Copy the entries exactly. Leave out any pictures.

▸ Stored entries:
********
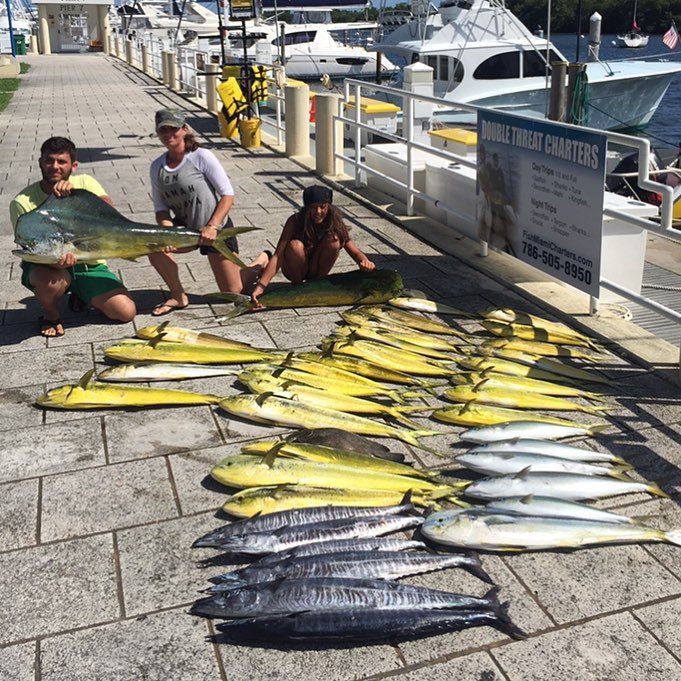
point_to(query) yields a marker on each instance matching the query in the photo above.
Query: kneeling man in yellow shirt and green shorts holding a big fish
(89, 283)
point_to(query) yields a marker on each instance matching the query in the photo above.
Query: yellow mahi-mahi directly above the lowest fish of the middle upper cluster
(259, 384)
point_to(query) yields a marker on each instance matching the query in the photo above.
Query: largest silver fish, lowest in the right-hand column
(490, 531)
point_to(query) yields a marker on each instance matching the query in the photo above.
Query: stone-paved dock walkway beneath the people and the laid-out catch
(98, 509)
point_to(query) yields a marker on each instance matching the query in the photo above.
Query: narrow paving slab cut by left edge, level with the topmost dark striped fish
(19, 513)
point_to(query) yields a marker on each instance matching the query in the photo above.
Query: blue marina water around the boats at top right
(663, 129)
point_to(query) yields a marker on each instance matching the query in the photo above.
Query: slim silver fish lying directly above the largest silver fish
(550, 507)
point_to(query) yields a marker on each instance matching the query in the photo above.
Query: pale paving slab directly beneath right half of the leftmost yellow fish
(156, 432)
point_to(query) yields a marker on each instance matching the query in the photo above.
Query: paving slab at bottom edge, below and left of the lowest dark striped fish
(158, 647)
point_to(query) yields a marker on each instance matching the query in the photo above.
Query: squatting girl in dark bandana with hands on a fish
(311, 242)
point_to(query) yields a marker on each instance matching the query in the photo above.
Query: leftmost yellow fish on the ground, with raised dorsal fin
(89, 394)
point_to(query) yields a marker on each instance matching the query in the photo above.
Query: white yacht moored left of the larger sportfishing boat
(309, 51)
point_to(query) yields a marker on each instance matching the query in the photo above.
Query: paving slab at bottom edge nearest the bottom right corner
(616, 648)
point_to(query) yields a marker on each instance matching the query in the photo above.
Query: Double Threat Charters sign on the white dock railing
(540, 195)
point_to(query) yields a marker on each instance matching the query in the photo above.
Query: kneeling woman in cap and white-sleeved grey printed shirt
(190, 188)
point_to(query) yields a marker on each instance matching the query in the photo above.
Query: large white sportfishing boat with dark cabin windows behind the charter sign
(482, 54)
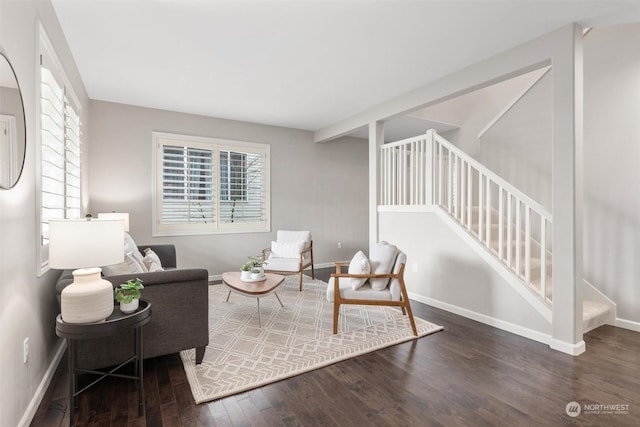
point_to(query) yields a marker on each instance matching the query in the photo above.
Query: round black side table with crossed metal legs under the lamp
(114, 324)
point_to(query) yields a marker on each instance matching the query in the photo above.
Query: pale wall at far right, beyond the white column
(612, 165)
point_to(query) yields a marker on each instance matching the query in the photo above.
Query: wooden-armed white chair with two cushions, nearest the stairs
(378, 280)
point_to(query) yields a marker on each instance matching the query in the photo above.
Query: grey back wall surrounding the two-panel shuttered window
(319, 187)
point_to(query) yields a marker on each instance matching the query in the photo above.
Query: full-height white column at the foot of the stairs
(567, 194)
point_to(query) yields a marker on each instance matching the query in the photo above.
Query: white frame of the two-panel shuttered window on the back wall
(215, 145)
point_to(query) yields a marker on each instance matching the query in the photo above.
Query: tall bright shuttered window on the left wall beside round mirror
(60, 146)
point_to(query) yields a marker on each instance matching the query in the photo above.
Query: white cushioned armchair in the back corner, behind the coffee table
(291, 253)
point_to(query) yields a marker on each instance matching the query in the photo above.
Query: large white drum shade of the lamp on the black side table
(85, 243)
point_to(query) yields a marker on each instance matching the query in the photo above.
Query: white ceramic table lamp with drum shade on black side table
(86, 243)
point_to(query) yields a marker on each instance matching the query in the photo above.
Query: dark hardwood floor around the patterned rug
(469, 374)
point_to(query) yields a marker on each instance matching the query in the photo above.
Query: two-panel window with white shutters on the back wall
(207, 185)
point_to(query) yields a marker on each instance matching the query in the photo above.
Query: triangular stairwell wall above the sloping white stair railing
(518, 146)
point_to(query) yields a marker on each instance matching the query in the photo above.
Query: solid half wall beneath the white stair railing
(450, 272)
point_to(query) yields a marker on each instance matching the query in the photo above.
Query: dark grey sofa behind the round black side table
(179, 319)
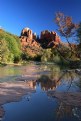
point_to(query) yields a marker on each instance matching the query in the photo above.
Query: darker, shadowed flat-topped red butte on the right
(49, 39)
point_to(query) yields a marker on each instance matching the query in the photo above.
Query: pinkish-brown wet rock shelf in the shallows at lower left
(13, 91)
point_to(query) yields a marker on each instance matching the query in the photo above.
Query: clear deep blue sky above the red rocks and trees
(37, 15)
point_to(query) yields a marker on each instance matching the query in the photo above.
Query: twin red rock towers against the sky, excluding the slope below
(47, 39)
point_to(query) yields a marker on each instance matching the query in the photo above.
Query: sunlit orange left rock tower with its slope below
(29, 43)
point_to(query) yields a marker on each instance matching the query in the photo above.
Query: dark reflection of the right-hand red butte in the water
(51, 82)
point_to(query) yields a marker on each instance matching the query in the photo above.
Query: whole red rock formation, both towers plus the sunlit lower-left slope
(33, 45)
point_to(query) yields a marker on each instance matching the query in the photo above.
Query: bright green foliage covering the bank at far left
(11, 45)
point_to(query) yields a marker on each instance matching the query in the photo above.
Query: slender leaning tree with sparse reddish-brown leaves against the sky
(66, 27)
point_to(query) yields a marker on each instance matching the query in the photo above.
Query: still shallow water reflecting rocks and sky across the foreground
(35, 92)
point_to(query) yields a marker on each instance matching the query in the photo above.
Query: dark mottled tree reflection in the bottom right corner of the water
(68, 111)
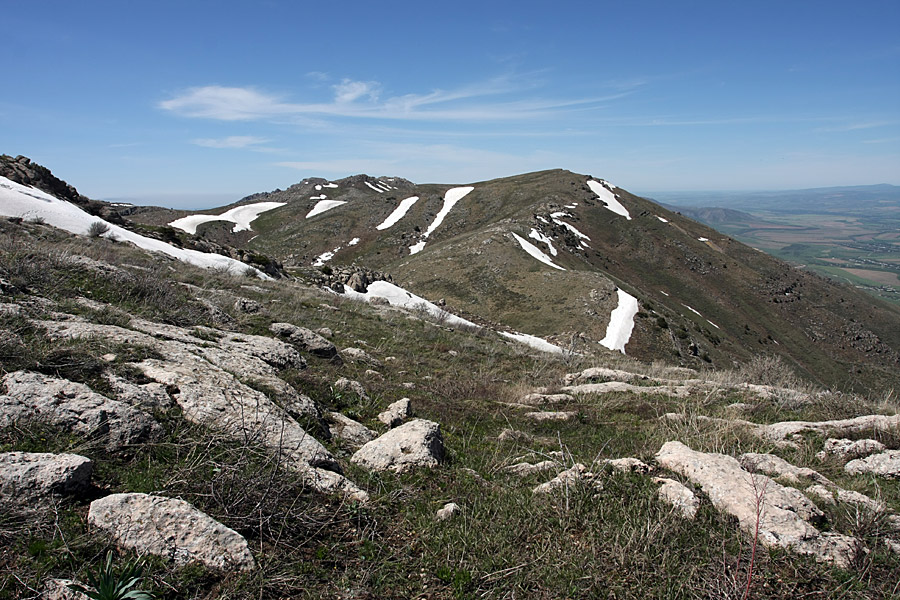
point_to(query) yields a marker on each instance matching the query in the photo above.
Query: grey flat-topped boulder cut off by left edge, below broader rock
(29, 476)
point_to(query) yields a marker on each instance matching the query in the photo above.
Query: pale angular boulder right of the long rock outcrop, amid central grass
(417, 443)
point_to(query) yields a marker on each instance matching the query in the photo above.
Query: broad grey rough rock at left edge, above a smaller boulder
(73, 407)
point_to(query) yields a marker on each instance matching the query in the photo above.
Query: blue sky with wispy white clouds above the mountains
(198, 103)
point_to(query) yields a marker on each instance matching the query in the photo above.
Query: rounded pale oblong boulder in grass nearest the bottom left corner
(170, 528)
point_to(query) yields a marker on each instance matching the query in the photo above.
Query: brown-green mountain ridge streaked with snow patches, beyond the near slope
(547, 253)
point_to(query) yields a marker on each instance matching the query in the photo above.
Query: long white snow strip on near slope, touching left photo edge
(28, 203)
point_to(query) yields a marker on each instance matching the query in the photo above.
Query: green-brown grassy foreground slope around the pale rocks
(619, 542)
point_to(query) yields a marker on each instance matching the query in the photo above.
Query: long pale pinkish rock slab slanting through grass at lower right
(783, 514)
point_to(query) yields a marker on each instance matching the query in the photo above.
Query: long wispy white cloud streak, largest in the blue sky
(361, 99)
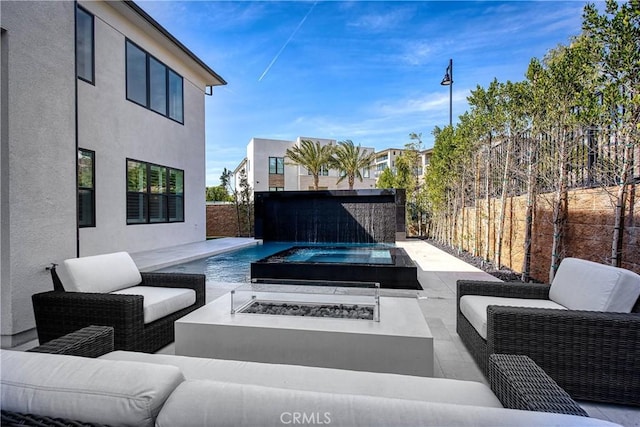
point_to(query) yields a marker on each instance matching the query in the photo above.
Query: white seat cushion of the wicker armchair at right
(474, 308)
********
▸ Response box:
point_to(query) yields a marker on each instance matching the query in the photo above.
Query: kneeling man in yellow shirt and green shorts holding a big fish
(89, 283)
point_to(query) yields a marker on each instance matching the query in the photo above.
Query: yellow mahi-mahi directly above the lowest fish of the middle upper cluster
(259, 384)
point_to(query) yields a marker on each instance matching the query in the photo above.
Query: largest silver fish, lowest in the right-hand column
(490, 531)
point_to(query) yields a marker on each instance matching the query in the photo above.
Query: stone-paved dock walkway beneath the people and the laid-out catch
(98, 509)
point_to(query) yields a marker on each instance matching the query in the photo above.
Query: narrow paving slab cut by left edge, level with the topmost dark striped fish
(19, 513)
point_to(query) yields a marker on each instance matching the query in the photo above.
Query: blue marina water around the boats at top right
(663, 129)
point_to(query) yields a marker on each instance matching the query in the photo above.
Query: slim silver fish lying directly above the largest silver fish
(550, 507)
point_to(query) yields a marker on each instance matching the query in the photo above.
Query: pale paving slab directly beneath right half of the leftmost yellow fish
(156, 432)
point_to(query) yields a marker on each instance matching the query in the photo above.
Query: paving slab at bottom edge, below and left of the lowest dark striped fish
(158, 647)
point_to(query) yields a marker on each instance matching the query in the photo above.
Query: squatting girl in dark bandana with hands on a fish
(311, 242)
point_to(query) yields a marker on each instance matching the query in the photo above.
Query: leftmost yellow fish on the ground, with raised dorsal fin
(89, 394)
point_to(query) yields a marker on each instance matching the query in the photo above.
Query: white yacht moored left of the larger sportfishing boat
(309, 51)
point_to(query) yields a marker on each instance matching the query in the photo above.
Query: paving slab at bottom edge nearest the bottom right corner
(616, 648)
point_to(query) yields a marker on each instance matching the query in the photo above.
Query: Double Threat Charters sign on the white dock railing
(540, 195)
point_to(query) yields a marker on each instance matching the query in the photo above.
Query: kneeling woman in cap and white-sleeved grey printed shirt
(190, 188)
point_to(query) yields a marker on each instance matching the query in the photo above.
Query: large white sportfishing boat with dark cabin windows behind the charter sign
(482, 54)
point_to(query) yields a marker on each instance matching the query in the photo above.
Query: round black side table with crossed metal legs under the lamp
(114, 324)
point_to(query) yields a marker on each instance matching the query in the photo above.
Query: pale wall at far right, beyond the white column
(612, 165)
point_to(query) yields a marker on each instance matching the query in the photo above.
Query: wooden-armed white chair with two cushions, nearest the stairs
(378, 280)
point_to(query) yields a marker on each instance matching the query in the photo above.
Query: grey back wall surrounding the two-panel shuttered window
(319, 187)
point_to(query) yields a marker on each instance matching the query in the photo above.
Query: full-height white column at the foot of the stairs
(567, 194)
point_to(query) yields a marker on each instance matching the query in the photo above.
Query: white frame of the two-panel shuttered window on the back wall
(215, 145)
point_to(query) yields a marker on each instance matching the query in the photo above.
Query: tall bright shuttered window on the left wall beside round mirror
(60, 146)
point_to(query) yields a marker on each instance matching the query in the photo above.
Query: white cushioned armchair in the back corner, behind the coffee table
(291, 253)
point_to(query) yields a marker on each instance matching the query in the photo above.
Query: large white drum shade of the lamp on the black side table
(85, 243)
point_to(query) yields a marker on each instance matching the query in the photo above.
Query: white ceramic table lamp with drum shade on black side table
(86, 243)
point_to(query) yields a marker on each instance matching the query in the photo above.
Query: dark hardwood floor around the patterned rug
(469, 374)
point_to(query) yields a marker on each instance matching the query in the photo above.
Query: two-panel window with white shutters on the back wall
(207, 185)
point_to(query) yields a marker on each instance matching the query in the photo above.
Query: triangular stairwell wall above the sloping white stair railing
(518, 146)
point_to(query) yields a marker on each instance matching the query in the photo above.
Query: solid half wall beneath the white stair railing
(450, 272)
point_to(query) yields a marker on each instance matching the query in the photo above.
Query: dark grey sofa behind the round black side table
(179, 319)
point_to(query) yields a marker on each instance matching the query in the photo above.
Query: darker, shadowed flat-topped red butte on the right
(49, 39)
point_to(query) yields a marker on each instance matching the query in the photo above.
Query: pinkish-brown wet rock shelf in the shallows at lower left
(13, 91)
point_to(query) yields a marker on each instance matching the query in the photo above.
Query: clear deep blue sky above the red rocks and trees
(37, 15)
point_to(query) yields a marker on each instance matching the query in the photo above.
Query: twin red rock towers against the sky, excluding the slope below
(47, 39)
point_to(query) yields a marker on each instance matching the query in the photo above.
Query: sunlit orange left rock tower with its slope below
(29, 43)
point_to(query) yields a marker on each instance matching the query in the photo above.
Query: dark reflection of the right-hand red butte in the water
(51, 82)
point_to(query) yields a marker on each instance matching the query in the photo above.
Query: whole red rock formation, both towers plus the sunlit lower-left slope
(33, 45)
point_to(query) yields a marker on each instance matching the query in the photo above.
Query: bright green foliage covering the bank at far left
(11, 45)
point_to(query) yields a marker on each instance matching the query in the photo above.
Query: slender leaning tree with sparse reddish-brown leaves against the sky
(66, 27)
point_to(query) yields a marker on each instance matching the query in the photo above.
Query: still shallow water reflecting rocks and sky across the foreground
(35, 92)
point_to(query) yields a marker on each instance matching the query in the photo above.
Query: dark mottled tree reflection in the bottom right corner of the water
(68, 111)
point_to(query) yields a marker on each instance matching the query in the photo above.
Query: grey flat-topped boulder cut off by left edge, below broader rock
(29, 476)
point_to(query) yields a marker on each instance matching the query in the photo above.
Query: pale angular boulder right of the long rock outcrop, amid central grass
(417, 443)
point_to(query) yields a marker on each instance matching the query in the photo above.
Query: broad grey rough rock at left edge, above a smaller boulder
(73, 407)
point_to(query) yields a marker on each instance matching the query in the photo above.
Query: blue sky with wispy white clouds above the mountains
(198, 103)
point_to(query) yields a marker on each instance matching the query in the photo above.
Query: rounded pale oblong boulder in grass nearest the bottom left corner
(170, 528)
point_to(query) yields a marker on each instance matching the query in the photo above.
Query: brown-green mountain ridge streaked with snow patches, beyond the near slope
(547, 253)
point_to(query) yields a marker on each instance matching the query in the photo above.
Query: long white snow strip on near slope, touching left photo edge
(28, 203)
point_to(query) yields a marker on each instance matching the query in the photo above.
Query: green-brown grassy foreground slope around the pale rocks
(619, 542)
point_to(query) yields a marker on each instance matching the query in the photo above.
Query: long pale pinkish rock slab slanting through grass at lower right
(783, 514)
point_to(query) yields a marker on each instance matching the query in the photo above.
Query: long wispy white cloud streak, largest in the blue sky
(361, 99)
point_to(query) yields a marker on each instance matching the query in the photo above.
Query: white seat cushion of the wicker armchair at right
(474, 308)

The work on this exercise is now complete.